Natural language region descriptions

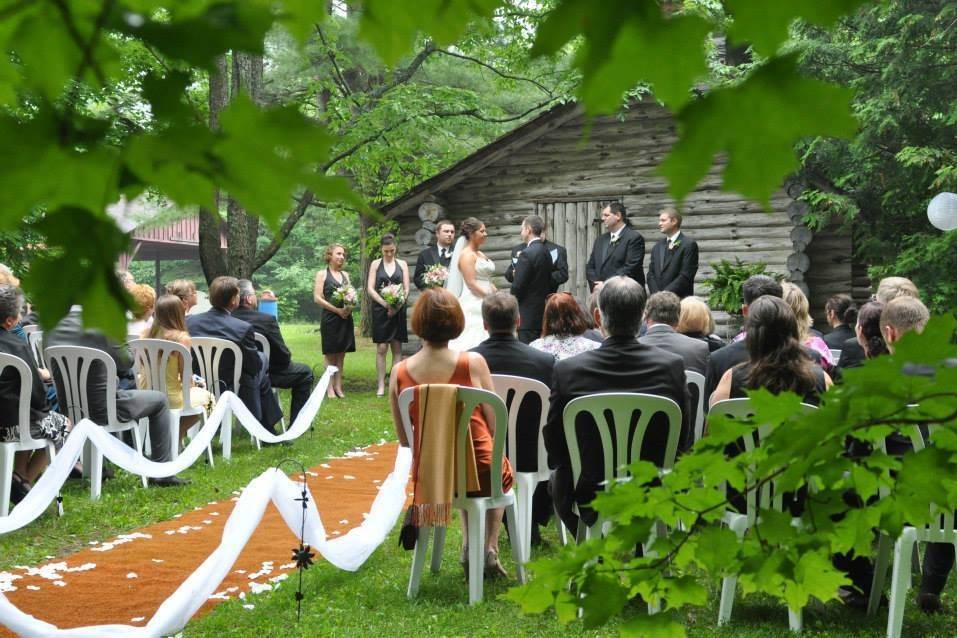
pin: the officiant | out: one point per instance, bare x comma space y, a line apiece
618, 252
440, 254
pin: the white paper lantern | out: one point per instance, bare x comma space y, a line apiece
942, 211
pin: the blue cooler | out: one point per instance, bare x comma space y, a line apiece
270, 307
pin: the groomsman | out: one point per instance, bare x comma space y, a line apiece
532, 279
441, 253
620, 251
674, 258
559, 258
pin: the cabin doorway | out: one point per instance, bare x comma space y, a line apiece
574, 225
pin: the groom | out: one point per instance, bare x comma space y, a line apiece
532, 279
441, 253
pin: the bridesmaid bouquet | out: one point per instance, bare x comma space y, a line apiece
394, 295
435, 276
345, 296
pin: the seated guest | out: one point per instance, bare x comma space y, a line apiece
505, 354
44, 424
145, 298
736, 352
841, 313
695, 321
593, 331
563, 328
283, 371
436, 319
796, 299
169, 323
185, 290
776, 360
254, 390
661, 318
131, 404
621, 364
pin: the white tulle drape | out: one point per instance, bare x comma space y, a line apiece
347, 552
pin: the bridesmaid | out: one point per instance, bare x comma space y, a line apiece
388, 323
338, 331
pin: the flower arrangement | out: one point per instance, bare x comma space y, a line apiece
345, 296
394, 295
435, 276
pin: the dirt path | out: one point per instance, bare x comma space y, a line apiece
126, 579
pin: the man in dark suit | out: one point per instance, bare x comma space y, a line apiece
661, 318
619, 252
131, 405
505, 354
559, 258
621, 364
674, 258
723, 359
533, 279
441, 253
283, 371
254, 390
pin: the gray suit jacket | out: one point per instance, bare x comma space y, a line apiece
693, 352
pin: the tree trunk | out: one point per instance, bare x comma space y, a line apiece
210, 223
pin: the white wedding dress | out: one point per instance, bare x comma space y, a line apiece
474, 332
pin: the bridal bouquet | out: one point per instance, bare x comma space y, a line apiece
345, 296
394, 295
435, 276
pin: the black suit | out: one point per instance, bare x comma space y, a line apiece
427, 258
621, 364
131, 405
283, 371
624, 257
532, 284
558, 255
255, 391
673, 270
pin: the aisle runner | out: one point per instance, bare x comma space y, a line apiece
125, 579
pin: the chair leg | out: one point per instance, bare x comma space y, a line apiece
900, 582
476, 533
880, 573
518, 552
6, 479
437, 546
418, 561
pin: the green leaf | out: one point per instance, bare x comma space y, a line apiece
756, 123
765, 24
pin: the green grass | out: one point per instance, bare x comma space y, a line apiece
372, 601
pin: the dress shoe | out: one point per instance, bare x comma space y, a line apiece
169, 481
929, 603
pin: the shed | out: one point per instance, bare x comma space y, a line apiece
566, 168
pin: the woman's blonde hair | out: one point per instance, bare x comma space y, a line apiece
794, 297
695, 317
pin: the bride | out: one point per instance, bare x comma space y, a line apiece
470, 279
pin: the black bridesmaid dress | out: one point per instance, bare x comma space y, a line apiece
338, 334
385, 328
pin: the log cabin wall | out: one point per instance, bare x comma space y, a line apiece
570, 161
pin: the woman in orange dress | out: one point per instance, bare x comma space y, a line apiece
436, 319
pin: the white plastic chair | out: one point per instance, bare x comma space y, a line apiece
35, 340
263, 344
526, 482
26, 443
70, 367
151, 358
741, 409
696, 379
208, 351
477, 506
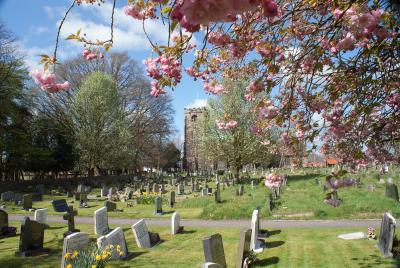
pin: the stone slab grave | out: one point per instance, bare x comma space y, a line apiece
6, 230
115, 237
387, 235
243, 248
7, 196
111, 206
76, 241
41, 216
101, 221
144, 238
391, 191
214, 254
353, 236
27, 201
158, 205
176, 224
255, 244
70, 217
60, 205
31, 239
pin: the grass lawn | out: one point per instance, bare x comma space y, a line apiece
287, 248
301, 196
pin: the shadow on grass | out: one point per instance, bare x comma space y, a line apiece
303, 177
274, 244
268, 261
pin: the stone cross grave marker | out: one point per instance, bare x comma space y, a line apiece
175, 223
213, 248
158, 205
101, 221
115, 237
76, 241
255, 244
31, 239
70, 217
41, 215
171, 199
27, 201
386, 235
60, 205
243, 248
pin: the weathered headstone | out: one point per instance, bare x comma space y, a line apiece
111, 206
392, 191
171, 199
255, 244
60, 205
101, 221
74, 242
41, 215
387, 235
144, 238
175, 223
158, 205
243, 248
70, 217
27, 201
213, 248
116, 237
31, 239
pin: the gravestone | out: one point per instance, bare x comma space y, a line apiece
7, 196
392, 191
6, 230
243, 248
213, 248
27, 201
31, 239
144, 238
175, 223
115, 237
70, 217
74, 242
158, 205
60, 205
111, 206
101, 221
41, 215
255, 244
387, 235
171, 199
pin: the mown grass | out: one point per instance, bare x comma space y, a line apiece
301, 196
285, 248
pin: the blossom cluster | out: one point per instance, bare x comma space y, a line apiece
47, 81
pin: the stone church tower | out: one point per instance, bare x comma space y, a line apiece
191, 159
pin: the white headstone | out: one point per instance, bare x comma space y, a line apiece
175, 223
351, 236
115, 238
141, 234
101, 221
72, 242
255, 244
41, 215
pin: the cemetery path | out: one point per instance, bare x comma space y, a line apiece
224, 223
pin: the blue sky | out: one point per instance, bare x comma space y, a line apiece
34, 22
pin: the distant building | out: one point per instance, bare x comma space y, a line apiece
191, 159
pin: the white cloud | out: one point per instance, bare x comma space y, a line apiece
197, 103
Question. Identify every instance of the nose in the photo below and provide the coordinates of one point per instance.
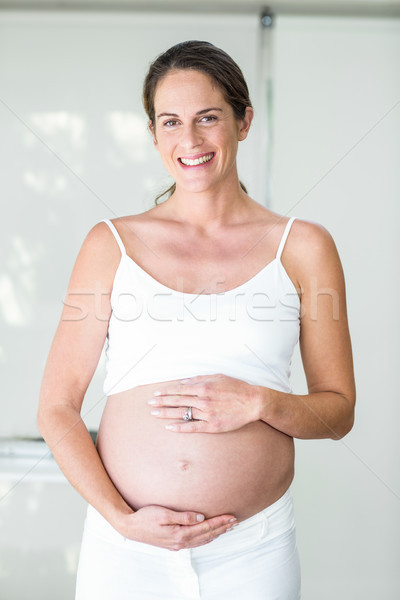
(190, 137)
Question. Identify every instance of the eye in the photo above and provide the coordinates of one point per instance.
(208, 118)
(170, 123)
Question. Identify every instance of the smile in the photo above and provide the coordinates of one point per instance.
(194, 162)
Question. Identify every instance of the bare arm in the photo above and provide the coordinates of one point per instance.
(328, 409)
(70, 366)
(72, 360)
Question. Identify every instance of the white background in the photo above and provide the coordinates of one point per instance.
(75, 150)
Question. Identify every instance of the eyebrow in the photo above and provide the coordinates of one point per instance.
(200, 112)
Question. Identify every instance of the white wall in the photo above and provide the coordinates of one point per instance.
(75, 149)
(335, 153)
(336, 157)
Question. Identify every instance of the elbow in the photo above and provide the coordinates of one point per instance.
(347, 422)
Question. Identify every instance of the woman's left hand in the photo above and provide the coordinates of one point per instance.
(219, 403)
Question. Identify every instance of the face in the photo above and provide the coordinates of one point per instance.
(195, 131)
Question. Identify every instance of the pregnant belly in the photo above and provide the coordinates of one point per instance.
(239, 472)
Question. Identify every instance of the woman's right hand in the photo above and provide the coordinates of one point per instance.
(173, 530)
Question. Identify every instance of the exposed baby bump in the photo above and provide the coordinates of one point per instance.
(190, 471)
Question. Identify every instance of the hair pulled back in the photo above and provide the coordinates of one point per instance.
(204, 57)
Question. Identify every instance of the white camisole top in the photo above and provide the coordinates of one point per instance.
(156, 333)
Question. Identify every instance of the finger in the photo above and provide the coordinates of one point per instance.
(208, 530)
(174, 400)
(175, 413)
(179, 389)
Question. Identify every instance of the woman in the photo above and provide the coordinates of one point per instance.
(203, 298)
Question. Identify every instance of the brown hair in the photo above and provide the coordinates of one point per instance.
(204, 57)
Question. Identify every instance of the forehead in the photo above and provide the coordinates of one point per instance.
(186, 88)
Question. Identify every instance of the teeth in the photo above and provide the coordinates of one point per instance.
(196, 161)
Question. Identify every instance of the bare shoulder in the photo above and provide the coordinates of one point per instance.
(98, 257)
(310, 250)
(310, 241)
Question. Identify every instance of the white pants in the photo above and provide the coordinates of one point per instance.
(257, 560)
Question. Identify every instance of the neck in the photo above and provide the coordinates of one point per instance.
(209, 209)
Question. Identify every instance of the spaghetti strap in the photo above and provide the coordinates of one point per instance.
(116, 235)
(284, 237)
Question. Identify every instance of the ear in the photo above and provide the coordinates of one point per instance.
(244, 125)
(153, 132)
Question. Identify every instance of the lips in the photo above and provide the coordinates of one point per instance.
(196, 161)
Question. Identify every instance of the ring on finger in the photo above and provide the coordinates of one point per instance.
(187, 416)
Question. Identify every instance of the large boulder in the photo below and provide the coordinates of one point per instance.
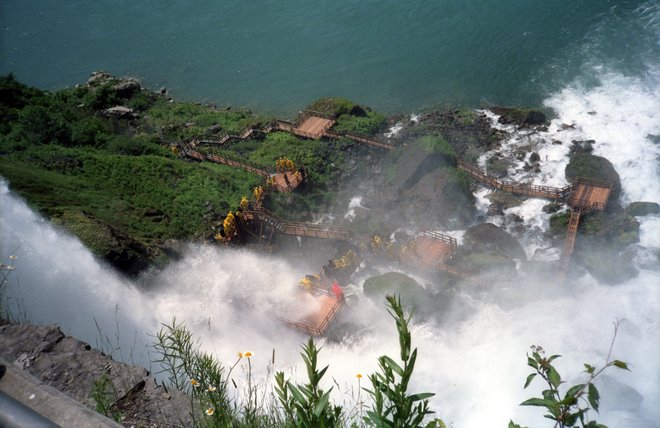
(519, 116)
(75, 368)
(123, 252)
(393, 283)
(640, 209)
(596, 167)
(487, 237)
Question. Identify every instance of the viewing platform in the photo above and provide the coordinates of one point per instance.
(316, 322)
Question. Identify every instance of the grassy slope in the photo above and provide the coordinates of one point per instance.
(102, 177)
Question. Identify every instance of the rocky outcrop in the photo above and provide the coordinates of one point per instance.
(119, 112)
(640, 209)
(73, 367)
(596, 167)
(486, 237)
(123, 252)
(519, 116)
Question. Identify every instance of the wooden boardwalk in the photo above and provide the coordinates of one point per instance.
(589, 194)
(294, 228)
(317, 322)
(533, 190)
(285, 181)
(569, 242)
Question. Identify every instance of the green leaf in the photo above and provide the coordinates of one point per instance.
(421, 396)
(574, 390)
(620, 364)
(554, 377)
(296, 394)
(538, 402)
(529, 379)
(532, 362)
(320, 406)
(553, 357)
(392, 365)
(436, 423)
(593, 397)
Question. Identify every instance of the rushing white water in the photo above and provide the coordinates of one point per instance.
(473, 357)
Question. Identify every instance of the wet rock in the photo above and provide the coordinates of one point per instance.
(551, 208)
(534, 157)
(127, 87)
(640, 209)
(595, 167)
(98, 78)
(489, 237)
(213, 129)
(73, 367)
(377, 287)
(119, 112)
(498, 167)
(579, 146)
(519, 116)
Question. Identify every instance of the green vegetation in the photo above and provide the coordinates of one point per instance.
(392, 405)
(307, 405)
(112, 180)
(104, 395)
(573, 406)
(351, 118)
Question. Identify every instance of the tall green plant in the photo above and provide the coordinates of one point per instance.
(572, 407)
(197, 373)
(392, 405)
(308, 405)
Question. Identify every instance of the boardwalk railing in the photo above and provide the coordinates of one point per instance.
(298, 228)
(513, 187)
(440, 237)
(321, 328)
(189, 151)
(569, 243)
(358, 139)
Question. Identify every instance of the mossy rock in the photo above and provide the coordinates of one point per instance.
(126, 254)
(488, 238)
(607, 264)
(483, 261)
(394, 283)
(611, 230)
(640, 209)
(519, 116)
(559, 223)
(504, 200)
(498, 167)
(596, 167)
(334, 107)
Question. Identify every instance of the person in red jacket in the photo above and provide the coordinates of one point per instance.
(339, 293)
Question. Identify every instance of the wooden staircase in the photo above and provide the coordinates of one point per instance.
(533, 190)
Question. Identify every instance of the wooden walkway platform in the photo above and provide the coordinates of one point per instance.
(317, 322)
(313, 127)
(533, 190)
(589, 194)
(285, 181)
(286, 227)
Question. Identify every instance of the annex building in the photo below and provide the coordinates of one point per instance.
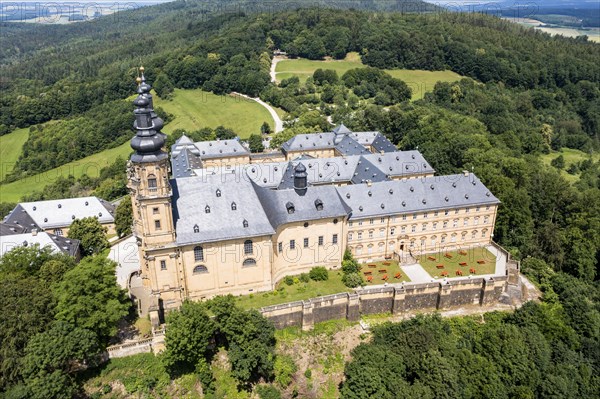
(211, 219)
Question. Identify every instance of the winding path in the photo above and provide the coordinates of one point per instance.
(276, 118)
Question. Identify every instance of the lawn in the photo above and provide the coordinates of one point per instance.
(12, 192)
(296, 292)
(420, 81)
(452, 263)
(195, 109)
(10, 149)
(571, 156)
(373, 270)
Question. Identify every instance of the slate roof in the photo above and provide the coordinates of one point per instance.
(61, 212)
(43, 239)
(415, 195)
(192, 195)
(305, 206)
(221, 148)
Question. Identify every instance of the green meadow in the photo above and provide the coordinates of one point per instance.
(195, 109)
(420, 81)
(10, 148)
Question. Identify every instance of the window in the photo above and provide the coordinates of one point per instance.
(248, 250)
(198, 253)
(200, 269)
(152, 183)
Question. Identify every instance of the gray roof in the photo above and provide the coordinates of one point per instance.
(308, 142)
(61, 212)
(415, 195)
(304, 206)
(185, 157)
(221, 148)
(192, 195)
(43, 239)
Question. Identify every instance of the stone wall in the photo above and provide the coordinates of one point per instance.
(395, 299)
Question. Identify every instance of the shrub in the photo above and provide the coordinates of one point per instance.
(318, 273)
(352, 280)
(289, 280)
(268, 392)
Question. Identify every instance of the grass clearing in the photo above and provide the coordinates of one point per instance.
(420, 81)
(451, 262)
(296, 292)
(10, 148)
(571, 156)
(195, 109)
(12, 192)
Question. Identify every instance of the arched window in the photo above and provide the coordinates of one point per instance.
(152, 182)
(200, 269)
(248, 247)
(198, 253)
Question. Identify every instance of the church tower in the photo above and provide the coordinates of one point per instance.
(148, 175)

● **The task**
Beginning at the line where "Question. Identify every instance of the church" appears, extract each line through the end of the data above; keep them exact and include nothing else.

● **Your response**
Question. Identify every instance of the church tower in the photo above and provide the coordinates of one point per instance.
(148, 175)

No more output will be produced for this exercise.